Exercise goal: In the records below, locate the line containing "If you could point to the bird's head", then extract it and all following lines exactly, ending with the last line.

Data for this task:

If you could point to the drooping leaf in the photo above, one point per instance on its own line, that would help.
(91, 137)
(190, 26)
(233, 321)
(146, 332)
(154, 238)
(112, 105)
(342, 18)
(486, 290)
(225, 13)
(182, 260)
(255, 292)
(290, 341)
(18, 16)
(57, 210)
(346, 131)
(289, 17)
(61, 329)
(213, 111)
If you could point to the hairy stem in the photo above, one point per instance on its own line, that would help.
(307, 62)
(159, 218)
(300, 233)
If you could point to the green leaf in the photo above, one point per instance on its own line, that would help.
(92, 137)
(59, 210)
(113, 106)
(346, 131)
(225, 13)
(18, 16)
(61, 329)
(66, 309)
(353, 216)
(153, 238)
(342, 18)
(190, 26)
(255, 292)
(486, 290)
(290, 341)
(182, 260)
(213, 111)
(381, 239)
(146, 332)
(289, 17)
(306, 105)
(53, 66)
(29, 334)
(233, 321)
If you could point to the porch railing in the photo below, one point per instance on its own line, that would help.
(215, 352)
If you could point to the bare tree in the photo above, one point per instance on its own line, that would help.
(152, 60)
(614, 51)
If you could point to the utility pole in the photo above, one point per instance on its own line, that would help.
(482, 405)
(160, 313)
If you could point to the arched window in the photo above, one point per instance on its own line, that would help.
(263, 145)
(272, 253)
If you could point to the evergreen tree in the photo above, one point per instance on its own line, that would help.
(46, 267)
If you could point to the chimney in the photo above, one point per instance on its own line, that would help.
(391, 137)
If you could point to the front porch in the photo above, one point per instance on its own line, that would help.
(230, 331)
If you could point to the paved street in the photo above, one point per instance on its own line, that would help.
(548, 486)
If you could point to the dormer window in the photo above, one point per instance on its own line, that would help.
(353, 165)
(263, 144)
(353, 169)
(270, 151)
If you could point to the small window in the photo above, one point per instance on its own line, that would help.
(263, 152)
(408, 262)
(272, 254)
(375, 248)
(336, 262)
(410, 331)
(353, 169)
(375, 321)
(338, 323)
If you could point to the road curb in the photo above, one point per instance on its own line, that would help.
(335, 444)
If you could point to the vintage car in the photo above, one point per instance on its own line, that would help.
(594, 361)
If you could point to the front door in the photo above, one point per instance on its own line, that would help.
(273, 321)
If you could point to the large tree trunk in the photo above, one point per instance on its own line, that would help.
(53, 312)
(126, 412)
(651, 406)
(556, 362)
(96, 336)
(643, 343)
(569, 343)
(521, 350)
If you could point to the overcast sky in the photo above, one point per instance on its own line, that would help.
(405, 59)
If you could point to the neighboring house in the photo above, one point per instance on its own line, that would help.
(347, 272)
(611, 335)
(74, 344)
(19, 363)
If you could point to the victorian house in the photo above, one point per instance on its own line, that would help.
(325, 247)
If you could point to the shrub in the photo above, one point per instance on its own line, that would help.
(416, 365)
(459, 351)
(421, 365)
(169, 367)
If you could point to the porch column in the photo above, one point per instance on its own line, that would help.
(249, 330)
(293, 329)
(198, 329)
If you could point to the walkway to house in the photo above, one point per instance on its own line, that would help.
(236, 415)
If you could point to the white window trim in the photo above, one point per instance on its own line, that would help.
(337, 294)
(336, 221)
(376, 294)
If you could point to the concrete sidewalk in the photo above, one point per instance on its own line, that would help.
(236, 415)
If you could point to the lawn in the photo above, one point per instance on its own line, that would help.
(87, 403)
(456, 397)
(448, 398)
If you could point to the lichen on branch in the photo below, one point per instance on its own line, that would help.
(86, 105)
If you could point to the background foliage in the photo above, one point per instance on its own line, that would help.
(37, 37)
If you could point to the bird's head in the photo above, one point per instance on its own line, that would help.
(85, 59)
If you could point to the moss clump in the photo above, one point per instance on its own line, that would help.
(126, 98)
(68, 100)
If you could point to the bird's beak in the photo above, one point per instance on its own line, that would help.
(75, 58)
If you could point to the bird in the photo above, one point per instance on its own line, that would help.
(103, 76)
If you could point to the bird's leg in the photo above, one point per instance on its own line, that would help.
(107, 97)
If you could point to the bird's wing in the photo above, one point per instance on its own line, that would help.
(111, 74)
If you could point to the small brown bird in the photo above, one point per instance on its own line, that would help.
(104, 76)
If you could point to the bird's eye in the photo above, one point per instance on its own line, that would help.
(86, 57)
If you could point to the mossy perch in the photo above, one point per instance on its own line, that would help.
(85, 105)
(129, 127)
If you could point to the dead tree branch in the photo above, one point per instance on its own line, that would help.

Result of the task:
If you could point to the bird's head in the photo above, one point per instance on its own line, that would help.
(85, 59)
If you could point to the moss clump in the photo above, one point per instance on its own line, that would help.
(126, 98)
(68, 100)
If you could point to the bird's beak in the photo above, one point per instance on its own line, that would help.
(75, 58)
If you could point to the bird in the photo above, one point per instance on its own line, that would help.
(103, 76)
If you could point to the bird's leg in the photo above, one point per instance on its own line, that would help.
(107, 97)
If you could point to the bird's wing in the photo above, one point per instance on its own line, that would help.
(111, 74)
If you could point to the small brown bird in the photo above, one point per instance on its own line, that would help.
(104, 76)
If you could point to the bird's eye in the photo above, one point per instance on its own line, that would help.
(86, 57)
If you could point to the mossy perch in the photo above, one point per instance on its own line, that would help.
(85, 105)
(129, 127)
If you could point to the dead tree branch in the photo above, one point per instance on its own line, that would help.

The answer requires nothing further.